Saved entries

# # # # # # #

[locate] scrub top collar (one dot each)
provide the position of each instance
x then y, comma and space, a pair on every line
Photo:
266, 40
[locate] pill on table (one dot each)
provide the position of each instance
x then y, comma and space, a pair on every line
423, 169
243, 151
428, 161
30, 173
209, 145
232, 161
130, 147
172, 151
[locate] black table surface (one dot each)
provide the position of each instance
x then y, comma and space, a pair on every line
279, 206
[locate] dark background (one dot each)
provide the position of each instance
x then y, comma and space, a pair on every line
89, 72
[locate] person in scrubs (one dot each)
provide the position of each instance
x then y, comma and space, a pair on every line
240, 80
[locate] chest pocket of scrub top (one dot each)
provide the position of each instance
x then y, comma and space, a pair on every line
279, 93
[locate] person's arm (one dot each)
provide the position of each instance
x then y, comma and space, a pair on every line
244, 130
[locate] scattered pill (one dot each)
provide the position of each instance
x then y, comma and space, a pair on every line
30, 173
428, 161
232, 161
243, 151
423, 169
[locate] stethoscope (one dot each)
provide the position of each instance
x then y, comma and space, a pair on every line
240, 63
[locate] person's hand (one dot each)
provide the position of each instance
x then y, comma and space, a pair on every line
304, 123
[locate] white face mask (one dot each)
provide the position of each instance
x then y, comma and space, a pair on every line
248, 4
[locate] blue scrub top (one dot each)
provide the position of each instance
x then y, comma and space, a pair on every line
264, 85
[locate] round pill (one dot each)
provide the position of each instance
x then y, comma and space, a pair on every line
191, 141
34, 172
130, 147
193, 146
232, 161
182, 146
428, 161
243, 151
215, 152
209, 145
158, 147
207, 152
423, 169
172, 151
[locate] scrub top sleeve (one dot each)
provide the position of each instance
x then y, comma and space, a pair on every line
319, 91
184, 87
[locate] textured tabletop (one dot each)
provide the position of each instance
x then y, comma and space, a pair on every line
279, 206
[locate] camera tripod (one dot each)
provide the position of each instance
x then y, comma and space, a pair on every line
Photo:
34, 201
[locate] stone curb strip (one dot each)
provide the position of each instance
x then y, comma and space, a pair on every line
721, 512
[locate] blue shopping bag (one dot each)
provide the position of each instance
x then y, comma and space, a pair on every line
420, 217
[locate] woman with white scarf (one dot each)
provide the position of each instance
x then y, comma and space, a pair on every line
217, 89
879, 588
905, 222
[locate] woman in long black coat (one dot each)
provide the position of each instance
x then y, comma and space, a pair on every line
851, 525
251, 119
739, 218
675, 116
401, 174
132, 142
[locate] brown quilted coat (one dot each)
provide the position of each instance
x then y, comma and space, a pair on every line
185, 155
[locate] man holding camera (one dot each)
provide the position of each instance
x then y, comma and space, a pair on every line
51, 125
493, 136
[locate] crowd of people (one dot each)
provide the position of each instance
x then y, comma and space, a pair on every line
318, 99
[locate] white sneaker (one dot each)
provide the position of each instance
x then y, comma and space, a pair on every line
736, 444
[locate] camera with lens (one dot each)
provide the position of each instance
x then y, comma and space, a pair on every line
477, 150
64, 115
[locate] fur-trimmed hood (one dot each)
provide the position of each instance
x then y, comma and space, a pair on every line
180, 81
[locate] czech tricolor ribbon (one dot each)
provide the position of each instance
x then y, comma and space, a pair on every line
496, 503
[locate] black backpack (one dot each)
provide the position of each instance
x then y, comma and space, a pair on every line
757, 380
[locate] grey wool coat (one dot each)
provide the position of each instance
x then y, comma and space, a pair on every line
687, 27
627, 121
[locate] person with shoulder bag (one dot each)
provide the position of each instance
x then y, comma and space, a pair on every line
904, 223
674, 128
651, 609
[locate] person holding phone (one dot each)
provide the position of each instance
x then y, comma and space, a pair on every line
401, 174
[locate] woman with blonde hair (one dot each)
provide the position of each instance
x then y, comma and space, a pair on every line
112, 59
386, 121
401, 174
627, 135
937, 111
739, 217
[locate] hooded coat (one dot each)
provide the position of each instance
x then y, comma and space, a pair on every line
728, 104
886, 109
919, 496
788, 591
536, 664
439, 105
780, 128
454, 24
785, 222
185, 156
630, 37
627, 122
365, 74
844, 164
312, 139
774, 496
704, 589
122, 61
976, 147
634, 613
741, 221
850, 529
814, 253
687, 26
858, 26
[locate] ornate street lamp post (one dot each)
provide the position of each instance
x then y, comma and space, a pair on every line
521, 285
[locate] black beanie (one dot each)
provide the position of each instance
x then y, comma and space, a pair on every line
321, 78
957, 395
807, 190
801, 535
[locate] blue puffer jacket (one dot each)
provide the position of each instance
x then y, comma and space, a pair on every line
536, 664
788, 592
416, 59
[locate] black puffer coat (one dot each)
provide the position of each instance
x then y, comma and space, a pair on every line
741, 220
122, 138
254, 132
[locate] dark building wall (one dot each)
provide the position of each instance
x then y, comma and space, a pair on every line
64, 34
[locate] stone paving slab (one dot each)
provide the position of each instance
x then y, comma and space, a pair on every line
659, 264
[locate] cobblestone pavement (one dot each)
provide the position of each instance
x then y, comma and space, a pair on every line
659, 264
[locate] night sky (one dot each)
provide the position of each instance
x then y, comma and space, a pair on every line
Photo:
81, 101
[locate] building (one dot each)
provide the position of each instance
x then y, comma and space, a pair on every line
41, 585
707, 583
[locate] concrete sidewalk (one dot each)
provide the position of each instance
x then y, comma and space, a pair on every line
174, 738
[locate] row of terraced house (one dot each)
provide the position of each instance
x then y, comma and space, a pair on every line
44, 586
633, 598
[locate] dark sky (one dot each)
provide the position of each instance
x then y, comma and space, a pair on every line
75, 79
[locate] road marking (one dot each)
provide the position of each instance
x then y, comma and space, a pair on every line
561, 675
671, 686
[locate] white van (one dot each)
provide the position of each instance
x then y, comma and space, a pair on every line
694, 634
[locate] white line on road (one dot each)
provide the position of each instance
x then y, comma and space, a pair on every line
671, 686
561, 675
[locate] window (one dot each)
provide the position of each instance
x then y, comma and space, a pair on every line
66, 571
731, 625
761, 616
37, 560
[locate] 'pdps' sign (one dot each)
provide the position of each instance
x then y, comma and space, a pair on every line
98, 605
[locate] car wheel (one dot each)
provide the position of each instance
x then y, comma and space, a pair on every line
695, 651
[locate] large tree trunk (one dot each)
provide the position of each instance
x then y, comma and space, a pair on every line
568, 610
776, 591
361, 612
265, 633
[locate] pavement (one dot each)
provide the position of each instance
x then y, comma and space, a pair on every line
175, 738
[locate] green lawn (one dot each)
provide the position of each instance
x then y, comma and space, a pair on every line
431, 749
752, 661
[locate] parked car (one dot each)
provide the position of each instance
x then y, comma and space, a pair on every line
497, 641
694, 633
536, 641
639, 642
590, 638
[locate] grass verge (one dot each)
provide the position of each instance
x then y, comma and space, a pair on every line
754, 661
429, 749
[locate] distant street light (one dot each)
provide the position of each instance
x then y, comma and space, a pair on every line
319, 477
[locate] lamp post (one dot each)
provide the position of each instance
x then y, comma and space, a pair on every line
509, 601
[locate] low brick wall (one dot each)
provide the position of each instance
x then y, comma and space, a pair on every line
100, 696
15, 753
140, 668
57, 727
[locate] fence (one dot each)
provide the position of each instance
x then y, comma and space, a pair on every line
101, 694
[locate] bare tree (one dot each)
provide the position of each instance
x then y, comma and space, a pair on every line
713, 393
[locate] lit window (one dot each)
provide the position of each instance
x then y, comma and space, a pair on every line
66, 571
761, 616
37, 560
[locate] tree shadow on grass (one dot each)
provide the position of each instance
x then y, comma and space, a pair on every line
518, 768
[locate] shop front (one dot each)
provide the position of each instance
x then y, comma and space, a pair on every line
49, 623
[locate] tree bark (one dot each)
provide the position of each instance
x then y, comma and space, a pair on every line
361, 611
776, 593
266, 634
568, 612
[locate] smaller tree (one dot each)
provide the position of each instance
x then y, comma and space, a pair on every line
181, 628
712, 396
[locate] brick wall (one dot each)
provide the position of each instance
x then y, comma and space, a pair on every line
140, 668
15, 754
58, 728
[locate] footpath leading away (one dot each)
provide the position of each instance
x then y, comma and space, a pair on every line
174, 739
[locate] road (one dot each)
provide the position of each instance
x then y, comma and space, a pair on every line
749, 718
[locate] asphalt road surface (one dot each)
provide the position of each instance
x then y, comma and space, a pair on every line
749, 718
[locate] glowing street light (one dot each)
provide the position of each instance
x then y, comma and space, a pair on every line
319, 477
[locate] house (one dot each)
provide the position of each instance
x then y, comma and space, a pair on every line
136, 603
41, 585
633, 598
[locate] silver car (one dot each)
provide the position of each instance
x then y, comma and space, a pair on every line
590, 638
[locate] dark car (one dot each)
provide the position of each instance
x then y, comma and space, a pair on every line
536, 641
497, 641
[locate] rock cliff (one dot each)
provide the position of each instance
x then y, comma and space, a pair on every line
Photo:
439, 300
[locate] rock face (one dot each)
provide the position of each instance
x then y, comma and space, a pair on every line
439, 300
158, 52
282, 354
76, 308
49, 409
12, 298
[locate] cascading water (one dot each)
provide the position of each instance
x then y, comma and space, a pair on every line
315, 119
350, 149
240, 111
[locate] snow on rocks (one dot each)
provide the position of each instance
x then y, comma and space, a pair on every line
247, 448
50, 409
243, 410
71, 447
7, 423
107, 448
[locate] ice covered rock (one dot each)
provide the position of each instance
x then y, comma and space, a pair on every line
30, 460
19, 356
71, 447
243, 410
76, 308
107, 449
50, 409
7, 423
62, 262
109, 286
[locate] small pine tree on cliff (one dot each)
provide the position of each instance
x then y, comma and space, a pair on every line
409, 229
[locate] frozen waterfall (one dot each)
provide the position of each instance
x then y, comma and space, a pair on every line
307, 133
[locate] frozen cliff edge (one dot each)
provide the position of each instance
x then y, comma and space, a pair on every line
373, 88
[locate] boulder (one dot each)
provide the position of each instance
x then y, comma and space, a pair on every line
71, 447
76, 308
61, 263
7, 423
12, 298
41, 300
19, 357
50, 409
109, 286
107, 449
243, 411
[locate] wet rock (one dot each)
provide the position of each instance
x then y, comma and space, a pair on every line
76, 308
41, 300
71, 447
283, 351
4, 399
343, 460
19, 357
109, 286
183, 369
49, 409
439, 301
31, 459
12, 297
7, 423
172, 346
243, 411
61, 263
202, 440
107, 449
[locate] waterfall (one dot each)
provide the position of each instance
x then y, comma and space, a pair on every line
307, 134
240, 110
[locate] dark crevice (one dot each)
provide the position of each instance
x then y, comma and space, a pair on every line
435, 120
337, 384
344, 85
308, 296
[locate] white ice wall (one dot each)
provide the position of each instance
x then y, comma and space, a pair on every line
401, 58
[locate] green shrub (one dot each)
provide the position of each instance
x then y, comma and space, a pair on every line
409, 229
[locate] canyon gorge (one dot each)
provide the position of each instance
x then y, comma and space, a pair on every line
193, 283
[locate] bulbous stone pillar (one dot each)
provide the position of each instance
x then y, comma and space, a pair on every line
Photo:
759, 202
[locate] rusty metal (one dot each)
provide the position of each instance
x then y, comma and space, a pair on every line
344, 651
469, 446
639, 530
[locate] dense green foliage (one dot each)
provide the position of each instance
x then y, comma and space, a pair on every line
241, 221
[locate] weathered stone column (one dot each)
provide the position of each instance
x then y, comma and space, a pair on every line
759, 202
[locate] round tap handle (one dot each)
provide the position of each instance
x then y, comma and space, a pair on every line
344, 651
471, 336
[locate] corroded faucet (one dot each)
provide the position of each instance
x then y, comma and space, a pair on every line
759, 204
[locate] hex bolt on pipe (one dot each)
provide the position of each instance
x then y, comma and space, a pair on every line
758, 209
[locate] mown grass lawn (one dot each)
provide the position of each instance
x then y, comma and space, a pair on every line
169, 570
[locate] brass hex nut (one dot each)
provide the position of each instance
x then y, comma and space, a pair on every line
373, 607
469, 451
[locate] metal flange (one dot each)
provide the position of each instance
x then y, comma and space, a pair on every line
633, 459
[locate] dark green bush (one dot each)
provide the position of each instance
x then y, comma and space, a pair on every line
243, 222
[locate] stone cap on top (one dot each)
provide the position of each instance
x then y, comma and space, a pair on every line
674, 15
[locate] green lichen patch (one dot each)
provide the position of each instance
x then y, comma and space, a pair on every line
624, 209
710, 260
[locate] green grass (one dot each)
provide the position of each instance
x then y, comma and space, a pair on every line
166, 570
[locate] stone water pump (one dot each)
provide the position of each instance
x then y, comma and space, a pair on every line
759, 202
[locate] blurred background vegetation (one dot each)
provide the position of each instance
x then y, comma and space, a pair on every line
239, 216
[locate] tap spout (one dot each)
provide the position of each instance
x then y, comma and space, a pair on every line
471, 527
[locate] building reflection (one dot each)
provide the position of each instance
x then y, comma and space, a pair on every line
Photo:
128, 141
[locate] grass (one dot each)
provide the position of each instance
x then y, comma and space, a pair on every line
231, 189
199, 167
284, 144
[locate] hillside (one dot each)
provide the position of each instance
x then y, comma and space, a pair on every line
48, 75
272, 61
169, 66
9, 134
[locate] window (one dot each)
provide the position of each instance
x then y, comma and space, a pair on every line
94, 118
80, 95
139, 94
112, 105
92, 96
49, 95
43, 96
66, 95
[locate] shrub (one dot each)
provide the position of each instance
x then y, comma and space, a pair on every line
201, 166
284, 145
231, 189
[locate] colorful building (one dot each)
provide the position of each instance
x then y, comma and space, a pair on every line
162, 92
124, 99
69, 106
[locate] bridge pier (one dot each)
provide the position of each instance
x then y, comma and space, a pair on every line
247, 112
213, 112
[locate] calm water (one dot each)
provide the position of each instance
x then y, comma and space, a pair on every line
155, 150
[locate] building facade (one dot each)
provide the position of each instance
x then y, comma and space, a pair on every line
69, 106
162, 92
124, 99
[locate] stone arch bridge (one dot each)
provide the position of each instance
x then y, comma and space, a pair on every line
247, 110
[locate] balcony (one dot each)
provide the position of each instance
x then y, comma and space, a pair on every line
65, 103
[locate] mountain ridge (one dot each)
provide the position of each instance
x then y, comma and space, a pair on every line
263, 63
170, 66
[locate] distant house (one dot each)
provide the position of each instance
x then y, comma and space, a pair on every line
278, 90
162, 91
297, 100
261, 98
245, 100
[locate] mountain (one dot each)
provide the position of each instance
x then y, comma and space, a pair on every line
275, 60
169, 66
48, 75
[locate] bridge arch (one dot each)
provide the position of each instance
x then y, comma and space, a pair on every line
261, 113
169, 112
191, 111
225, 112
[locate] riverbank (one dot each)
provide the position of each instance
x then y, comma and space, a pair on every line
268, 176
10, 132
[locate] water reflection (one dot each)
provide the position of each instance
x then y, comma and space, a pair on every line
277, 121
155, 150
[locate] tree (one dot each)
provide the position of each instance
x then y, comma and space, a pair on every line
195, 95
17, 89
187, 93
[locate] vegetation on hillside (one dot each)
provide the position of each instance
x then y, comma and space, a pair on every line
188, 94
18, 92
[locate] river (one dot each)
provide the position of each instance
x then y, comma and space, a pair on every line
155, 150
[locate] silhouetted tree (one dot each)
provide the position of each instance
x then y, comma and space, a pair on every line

# # # # # # #

● WHAT THE EXERCISE ASKS
If a line in the records includes the string "person", copy it.

● ANSWER SECTION
[locate] person in scrubs (one dot each)
[locate] person's arm (one dot each)
[locate] person's hand (one dot each)
[locate] person with shoulder bag (one dot each)
[locate] person holding phone (one dot each)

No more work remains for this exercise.